::: Materials provided
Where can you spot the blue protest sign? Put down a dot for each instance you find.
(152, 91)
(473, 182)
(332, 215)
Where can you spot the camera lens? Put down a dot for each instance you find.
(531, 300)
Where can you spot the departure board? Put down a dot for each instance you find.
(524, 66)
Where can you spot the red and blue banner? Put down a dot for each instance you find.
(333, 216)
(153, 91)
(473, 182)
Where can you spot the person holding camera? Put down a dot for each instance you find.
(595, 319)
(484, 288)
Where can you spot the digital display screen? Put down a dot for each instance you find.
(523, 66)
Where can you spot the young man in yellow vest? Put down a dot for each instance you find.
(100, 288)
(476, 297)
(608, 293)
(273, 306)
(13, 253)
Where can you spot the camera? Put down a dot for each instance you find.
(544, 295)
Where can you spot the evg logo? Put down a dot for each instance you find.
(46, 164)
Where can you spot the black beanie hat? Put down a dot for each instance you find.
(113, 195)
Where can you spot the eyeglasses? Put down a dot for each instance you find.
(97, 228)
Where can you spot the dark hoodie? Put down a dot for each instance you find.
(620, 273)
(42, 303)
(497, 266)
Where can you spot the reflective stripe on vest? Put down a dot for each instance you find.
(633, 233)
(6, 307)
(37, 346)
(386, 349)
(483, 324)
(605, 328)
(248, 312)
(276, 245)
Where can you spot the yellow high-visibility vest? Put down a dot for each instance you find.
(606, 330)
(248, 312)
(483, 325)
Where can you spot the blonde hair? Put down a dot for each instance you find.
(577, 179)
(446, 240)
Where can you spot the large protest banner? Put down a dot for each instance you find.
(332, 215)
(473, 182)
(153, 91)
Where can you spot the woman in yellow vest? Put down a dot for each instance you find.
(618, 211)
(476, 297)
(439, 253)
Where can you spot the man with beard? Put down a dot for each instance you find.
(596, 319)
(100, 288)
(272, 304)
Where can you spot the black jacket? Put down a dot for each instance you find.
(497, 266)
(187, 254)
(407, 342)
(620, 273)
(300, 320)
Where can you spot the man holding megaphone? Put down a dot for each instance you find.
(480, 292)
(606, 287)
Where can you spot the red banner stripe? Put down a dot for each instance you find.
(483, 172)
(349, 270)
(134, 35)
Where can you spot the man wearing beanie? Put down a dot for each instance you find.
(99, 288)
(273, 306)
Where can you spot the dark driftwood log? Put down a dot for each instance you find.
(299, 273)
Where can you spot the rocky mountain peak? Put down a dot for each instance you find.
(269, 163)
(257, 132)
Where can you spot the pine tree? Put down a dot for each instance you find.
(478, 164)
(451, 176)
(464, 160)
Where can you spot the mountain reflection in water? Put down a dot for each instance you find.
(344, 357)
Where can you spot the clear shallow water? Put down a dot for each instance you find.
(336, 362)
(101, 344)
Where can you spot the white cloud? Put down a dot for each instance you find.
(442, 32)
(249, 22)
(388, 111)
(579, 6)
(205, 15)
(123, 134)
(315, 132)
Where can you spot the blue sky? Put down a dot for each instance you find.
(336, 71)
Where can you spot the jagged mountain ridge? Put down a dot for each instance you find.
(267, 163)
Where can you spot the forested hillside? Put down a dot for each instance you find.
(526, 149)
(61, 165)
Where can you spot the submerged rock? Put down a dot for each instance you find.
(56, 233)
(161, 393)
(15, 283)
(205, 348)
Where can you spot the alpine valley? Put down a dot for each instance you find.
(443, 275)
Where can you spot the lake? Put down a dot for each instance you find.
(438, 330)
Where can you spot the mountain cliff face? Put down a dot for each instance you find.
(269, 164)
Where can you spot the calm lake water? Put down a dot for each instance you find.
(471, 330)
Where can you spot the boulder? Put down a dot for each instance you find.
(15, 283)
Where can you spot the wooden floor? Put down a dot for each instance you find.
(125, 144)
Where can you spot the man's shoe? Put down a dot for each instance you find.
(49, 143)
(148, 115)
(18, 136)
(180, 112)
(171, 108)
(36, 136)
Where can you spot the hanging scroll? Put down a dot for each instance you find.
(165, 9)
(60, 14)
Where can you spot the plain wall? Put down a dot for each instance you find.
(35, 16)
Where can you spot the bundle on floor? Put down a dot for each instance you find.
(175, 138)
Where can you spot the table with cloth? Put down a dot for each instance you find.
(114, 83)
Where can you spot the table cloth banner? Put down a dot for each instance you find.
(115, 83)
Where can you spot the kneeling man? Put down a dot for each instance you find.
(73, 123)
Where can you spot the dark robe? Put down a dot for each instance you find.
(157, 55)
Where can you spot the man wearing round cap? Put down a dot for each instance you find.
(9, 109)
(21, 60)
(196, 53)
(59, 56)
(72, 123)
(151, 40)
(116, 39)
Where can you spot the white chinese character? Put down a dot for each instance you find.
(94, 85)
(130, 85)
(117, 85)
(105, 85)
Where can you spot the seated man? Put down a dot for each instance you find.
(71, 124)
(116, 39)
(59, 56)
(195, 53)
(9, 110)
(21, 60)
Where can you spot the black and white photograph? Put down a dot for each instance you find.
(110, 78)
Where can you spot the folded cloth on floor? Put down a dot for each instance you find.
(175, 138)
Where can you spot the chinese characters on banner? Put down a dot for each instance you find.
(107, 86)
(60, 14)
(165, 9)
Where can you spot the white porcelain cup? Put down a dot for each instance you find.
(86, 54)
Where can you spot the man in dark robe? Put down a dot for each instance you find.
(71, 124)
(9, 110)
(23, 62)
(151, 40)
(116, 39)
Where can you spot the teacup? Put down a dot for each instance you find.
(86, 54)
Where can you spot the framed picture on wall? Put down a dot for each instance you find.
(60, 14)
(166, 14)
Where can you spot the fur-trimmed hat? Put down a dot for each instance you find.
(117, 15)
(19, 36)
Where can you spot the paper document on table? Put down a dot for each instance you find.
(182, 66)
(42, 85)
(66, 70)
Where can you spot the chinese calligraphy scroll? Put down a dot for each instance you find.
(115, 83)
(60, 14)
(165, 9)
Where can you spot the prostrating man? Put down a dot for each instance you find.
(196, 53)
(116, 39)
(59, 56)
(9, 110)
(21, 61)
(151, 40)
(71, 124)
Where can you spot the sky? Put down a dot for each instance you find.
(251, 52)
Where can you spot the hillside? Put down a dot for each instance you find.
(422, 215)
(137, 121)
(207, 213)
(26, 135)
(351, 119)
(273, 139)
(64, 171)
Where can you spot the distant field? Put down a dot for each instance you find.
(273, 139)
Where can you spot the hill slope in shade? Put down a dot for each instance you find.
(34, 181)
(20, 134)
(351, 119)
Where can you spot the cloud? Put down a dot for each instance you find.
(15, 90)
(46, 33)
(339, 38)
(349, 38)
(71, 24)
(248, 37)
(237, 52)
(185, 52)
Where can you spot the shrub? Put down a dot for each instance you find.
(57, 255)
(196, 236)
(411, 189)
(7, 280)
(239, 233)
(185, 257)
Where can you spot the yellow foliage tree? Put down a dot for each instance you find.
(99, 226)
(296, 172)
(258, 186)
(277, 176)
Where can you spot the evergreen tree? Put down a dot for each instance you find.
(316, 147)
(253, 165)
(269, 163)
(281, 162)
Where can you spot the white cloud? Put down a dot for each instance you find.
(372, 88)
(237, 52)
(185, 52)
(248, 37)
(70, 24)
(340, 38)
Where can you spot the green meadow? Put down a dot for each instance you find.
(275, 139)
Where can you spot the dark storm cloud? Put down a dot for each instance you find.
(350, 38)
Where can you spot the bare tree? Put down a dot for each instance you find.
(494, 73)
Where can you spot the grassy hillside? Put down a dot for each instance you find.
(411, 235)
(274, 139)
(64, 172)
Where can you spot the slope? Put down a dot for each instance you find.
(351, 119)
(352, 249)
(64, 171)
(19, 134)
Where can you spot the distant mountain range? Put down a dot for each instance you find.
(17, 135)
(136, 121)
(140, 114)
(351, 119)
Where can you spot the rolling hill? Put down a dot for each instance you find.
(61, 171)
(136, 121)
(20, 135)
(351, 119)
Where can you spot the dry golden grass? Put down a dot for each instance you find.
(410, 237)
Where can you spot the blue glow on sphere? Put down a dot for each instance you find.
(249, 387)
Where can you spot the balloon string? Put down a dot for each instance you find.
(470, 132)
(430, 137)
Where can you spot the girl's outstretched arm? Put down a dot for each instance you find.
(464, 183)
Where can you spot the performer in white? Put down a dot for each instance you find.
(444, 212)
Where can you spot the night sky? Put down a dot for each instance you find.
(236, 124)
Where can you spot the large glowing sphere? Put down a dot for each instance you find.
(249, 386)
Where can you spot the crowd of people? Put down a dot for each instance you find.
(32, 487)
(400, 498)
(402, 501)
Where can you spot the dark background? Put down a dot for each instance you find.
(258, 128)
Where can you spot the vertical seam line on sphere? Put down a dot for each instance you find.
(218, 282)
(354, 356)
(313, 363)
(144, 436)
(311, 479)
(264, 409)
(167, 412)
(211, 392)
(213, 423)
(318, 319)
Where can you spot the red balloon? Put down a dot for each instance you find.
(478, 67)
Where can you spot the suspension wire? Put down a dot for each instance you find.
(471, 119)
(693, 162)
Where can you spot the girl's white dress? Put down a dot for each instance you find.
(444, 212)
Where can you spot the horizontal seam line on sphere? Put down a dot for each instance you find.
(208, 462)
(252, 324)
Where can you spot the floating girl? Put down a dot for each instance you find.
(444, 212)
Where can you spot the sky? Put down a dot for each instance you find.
::::::
Quote the line that contains "Where can you spot the red balloon?" and each line after it through the end of the data, exactly, leaving out everything else.

- [Task result]:
Where can you spot the red balloon? Put down a dot for each instance you find.
(478, 67)
Where can you spot the suspension wire? Put down a dot for each instance you find.
(471, 119)
(693, 162)
Where can you spot the girl's white dress? Put down a dot for each instance you find.
(444, 212)
Where can you spot the horizontal seam line on sphere? Put down a dot for each instance you find.
(208, 462)
(252, 324)
Where can you spot the floating girl? Put down a dot for each instance you find.
(444, 212)
Where can you spot the sky? Put down a dot for each instance you find.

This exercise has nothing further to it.